▶ [Given instruction]
Can you reproduce each of the following records word for word, with nothing changed?

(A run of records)
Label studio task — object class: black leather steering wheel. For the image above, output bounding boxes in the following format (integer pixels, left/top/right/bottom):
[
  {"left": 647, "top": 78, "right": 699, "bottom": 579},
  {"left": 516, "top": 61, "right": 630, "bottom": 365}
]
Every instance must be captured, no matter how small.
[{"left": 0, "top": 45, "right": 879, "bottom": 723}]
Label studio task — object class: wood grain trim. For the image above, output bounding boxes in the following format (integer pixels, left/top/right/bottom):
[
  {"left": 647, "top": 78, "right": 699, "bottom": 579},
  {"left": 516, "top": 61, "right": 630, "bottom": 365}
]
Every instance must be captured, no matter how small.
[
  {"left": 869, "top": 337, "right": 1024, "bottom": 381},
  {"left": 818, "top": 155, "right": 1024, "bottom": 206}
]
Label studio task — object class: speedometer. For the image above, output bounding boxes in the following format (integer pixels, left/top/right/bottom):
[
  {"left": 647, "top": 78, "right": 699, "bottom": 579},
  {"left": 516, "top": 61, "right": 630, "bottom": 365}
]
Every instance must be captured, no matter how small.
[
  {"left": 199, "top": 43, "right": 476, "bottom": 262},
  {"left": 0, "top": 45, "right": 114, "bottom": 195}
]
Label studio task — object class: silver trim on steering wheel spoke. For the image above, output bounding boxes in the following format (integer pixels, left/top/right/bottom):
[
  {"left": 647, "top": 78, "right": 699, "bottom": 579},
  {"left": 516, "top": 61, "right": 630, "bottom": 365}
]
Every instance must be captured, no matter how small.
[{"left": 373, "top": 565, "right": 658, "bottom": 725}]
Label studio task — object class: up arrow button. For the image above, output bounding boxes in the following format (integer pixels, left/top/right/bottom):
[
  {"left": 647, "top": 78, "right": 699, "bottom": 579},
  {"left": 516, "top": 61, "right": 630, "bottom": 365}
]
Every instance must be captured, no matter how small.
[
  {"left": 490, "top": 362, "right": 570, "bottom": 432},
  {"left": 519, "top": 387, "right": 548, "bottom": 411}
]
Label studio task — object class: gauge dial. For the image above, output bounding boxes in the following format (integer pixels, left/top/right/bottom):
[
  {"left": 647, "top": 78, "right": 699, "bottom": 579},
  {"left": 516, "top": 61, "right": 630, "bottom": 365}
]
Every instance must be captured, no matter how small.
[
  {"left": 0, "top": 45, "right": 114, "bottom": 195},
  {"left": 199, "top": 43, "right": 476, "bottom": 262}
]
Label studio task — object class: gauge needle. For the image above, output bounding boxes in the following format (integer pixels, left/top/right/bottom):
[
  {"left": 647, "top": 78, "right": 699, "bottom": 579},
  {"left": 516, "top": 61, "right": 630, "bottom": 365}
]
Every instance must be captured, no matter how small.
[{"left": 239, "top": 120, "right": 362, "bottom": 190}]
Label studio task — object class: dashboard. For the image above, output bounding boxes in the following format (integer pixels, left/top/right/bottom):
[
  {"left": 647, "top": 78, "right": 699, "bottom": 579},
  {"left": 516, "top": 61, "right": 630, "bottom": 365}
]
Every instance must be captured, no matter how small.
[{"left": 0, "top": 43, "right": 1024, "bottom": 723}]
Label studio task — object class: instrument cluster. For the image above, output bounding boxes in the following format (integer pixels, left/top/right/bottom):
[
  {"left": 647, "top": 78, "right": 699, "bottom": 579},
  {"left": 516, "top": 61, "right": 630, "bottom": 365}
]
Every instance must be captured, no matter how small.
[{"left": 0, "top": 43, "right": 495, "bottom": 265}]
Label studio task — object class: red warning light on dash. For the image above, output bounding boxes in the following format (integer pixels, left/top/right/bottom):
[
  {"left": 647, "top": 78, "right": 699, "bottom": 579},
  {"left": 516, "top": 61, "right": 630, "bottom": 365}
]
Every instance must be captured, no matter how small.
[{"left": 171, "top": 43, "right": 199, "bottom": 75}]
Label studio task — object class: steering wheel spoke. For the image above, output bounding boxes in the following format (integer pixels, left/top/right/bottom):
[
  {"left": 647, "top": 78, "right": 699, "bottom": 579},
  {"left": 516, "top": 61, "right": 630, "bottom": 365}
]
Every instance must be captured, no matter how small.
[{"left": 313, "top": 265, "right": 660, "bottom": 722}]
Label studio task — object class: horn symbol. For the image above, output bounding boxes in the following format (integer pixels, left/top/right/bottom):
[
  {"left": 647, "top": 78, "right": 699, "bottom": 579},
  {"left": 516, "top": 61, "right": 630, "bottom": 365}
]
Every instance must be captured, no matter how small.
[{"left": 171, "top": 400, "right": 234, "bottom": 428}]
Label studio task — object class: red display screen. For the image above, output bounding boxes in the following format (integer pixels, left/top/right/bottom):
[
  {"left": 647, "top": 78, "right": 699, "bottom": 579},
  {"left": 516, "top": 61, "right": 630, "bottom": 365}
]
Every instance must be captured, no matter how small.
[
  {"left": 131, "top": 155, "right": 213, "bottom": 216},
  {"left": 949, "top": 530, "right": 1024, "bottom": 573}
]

▶ [Complete output]
Label studio task — object class: black leather steering wheel. For the image above, output bounding boxes in the following format (integer pixels, left/top/right/bottom):
[
  {"left": 647, "top": 78, "right": 699, "bottom": 579},
  {"left": 516, "top": 61, "right": 630, "bottom": 365}
]
Every instance must be captured, no matter how small.
[{"left": 0, "top": 45, "right": 879, "bottom": 723}]
Label studio task — object class: wood grain trim. For the image above, output bounding boxes in the following format (integer pixels, left/top/right/bottom):
[
  {"left": 647, "top": 78, "right": 699, "bottom": 579},
  {"left": 516, "top": 61, "right": 630, "bottom": 365}
]
Every instance must be captured, no matter how small.
[
  {"left": 869, "top": 337, "right": 1024, "bottom": 381},
  {"left": 818, "top": 155, "right": 1024, "bottom": 206}
]
Label studio task — object class: speedometer. For the image above, output bounding boxes in the following format (integer pixels, left/top/right/bottom):
[
  {"left": 647, "top": 78, "right": 699, "bottom": 579},
  {"left": 516, "top": 61, "right": 630, "bottom": 365}
]
Every instance must be captured, no matter how small.
[
  {"left": 199, "top": 43, "right": 476, "bottom": 262},
  {"left": 0, "top": 45, "right": 114, "bottom": 195}
]
Label studio task — object class: silver trim on steering wheel spoke. For the image above, output bounding boxes in the following format (integer pixels, left/top/right/bottom):
[
  {"left": 647, "top": 78, "right": 699, "bottom": 579},
  {"left": 516, "top": 61, "right": 630, "bottom": 365}
]
Every instance must be captured, no matter how small.
[{"left": 373, "top": 565, "right": 658, "bottom": 725}]
Label studio task — object class: up arrow button. For the image above, output bounding boxes in the following format (integer pixels, left/top/right/bottom):
[
  {"left": 647, "top": 78, "right": 699, "bottom": 579},
  {"left": 516, "top": 61, "right": 630, "bottom": 365}
]
Every instance must be captured, no matter how small.
[
  {"left": 490, "top": 362, "right": 570, "bottom": 432},
  {"left": 519, "top": 387, "right": 548, "bottom": 411}
]
Label studio task — object class: gauge dial. For the image above, output bounding boxes in the following format (integer pixels, left/top/right/bottom):
[
  {"left": 647, "top": 78, "right": 699, "bottom": 579},
  {"left": 516, "top": 61, "right": 630, "bottom": 365}
]
Every instance must be captured, no matter how small.
[
  {"left": 0, "top": 45, "right": 114, "bottom": 195},
  {"left": 199, "top": 43, "right": 476, "bottom": 262}
]
Label studio task — object class: gauge needle. For the image above, output bounding boxes in the following format (integer pixels, left/top/right/bottom):
[
  {"left": 647, "top": 78, "right": 699, "bottom": 579},
  {"left": 516, "top": 61, "right": 630, "bottom": 365}
]
Every instance must be captured, no matter how small.
[{"left": 239, "top": 120, "right": 362, "bottom": 190}]
Label studio task — object class: dashboard. For the image above, output bounding boxes in the following format (integer pixels, left/top/right/bottom):
[
  {"left": 647, "top": 78, "right": 699, "bottom": 579},
  {"left": 516, "top": 61, "right": 630, "bottom": 365}
]
Every instance must be captured, no matter how small.
[{"left": 0, "top": 43, "right": 1024, "bottom": 723}]
Label studio task — object class: instrument cluster. For the image above, output bounding boxes in the following format (integer pixels, left/top/right/bottom):
[
  {"left": 647, "top": 78, "right": 699, "bottom": 579},
  {"left": 516, "top": 61, "right": 630, "bottom": 365}
]
Every instance must be captured, no matter how small.
[{"left": 0, "top": 43, "right": 495, "bottom": 265}]
Label studio task — object class: red warning light on dash. For the image above, output bounding boxes in the following format (integer pixels, left/top/right/bottom):
[
  {"left": 647, "top": 78, "right": 699, "bottom": 579},
  {"left": 516, "top": 61, "right": 630, "bottom": 365}
]
Every instance must be captured, no matter how small.
[{"left": 171, "top": 43, "right": 199, "bottom": 75}]
Label studio task — object class: steering wheel spoke. For the image above, output bounding boxes in the following format (integer pixels, left/top/right/bottom):
[
  {"left": 647, "top": 78, "right": 699, "bottom": 579},
  {"left": 516, "top": 61, "right": 630, "bottom": 365}
]
Every instance must be captured, no matter how small.
[{"left": 313, "top": 265, "right": 660, "bottom": 722}]
Label studio task — object class: horn symbol. For the image above, output bounding boxes in the following format (integer pixels, left/top/right/bottom):
[
  {"left": 647, "top": 78, "right": 699, "bottom": 579},
  {"left": 516, "top": 61, "right": 630, "bottom": 365}
]
Every instance must be captured, no matter how small.
[{"left": 171, "top": 400, "right": 234, "bottom": 428}]
Label studio task — object class: red display screen. For the image above, output bounding boxes in the following format (integer pixels, left/top/right/bottom):
[
  {"left": 647, "top": 78, "right": 699, "bottom": 579},
  {"left": 516, "top": 61, "right": 630, "bottom": 365}
]
Every instance must be captured, no matter how small.
[
  {"left": 131, "top": 155, "right": 213, "bottom": 216},
  {"left": 949, "top": 530, "right": 1024, "bottom": 573}
]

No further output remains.